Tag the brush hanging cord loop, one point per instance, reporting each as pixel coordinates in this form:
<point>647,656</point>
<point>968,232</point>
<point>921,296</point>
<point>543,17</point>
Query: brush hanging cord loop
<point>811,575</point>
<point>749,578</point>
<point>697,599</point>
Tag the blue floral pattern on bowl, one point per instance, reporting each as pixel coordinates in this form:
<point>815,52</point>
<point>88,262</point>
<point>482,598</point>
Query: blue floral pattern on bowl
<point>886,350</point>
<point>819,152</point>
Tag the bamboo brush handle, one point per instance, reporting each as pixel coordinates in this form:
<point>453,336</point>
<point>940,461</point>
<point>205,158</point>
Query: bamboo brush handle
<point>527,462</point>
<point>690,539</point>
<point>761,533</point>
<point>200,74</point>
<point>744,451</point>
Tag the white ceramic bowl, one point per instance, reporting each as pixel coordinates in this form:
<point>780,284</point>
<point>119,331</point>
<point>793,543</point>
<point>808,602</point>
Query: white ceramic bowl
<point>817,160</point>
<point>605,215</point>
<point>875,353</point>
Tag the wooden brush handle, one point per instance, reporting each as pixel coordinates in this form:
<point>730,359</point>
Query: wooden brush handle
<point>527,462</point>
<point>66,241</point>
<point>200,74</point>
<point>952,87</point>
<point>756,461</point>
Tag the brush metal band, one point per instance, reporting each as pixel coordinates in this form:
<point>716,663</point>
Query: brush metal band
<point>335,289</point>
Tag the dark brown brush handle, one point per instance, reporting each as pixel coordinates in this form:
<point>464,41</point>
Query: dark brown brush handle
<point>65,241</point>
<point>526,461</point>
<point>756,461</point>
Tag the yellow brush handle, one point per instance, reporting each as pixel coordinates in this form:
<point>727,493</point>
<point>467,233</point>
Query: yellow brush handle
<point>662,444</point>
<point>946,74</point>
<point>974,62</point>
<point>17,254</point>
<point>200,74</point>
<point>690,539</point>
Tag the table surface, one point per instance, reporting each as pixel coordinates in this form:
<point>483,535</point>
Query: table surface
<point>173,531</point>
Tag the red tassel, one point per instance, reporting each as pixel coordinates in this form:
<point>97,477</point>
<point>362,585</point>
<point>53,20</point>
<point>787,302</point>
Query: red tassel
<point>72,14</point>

——————

● GIVEN PROBLEM:
Copy every one of the lines above without changing anything in them.

● SOLUTION FOR THIS TASK:
Tag the brush hanging cord loop, one point per instance, reporting each as pixel coordinates in this form:
<point>647,656</point>
<point>968,232</point>
<point>921,296</point>
<point>543,17</point>
Query: brush hanging cord loop
<point>811,575</point>
<point>749,578</point>
<point>697,599</point>
Tag the blue floral pattern on bowl, one point per instance, reporting each as pixel coordinates in this form:
<point>815,52</point>
<point>88,262</point>
<point>482,598</point>
Query: blue floral pattern on bowl
<point>886,350</point>
<point>819,152</point>
Tag the bamboo brush handle, one point per instance, reporting each as pixel coordinates in this form:
<point>453,336</point>
<point>940,461</point>
<point>205,158</point>
Query: bamboo brush handle
<point>527,462</point>
<point>690,539</point>
<point>761,533</point>
<point>200,74</point>
<point>744,451</point>
Tag the white ceramic bowl, one point per instance, reporting each as pixel coordinates in this form:
<point>780,284</point>
<point>119,331</point>
<point>793,543</point>
<point>808,602</point>
Query: white ceramic bowl
<point>817,160</point>
<point>605,215</point>
<point>875,353</point>
Tag the wooden brush handle, one point per instance, reporting each as pixel coordinates in this form:
<point>730,359</point>
Query: wooden brush handle
<point>527,462</point>
<point>66,241</point>
<point>200,74</point>
<point>952,87</point>
<point>756,461</point>
Tag the brush metal band, one point per instance, reporting each as pixel coordinates in this form:
<point>716,663</point>
Query: brush metal band
<point>335,289</point>
Tag the dark brown brush handle, one point per instance, reporting each as pixel coordinates in this form:
<point>464,41</point>
Query: dark brown brush handle
<point>65,241</point>
<point>526,461</point>
<point>756,461</point>
Tag the yellow brush handle, one point per instance, reporting each as pixel coordinates in this form:
<point>727,493</point>
<point>467,233</point>
Query: yellow brush handle
<point>662,444</point>
<point>946,74</point>
<point>974,62</point>
<point>17,254</point>
<point>200,74</point>
<point>690,539</point>
Tag the table surface, one point per instance, reporting each as pixel coordinates in this form:
<point>483,535</point>
Query: table surface
<point>173,531</point>
Tag the red tassel, one point per instance, reporting each as pixel coordinates in this form:
<point>97,477</point>
<point>362,585</point>
<point>53,20</point>
<point>787,302</point>
Query: red tassel
<point>72,14</point>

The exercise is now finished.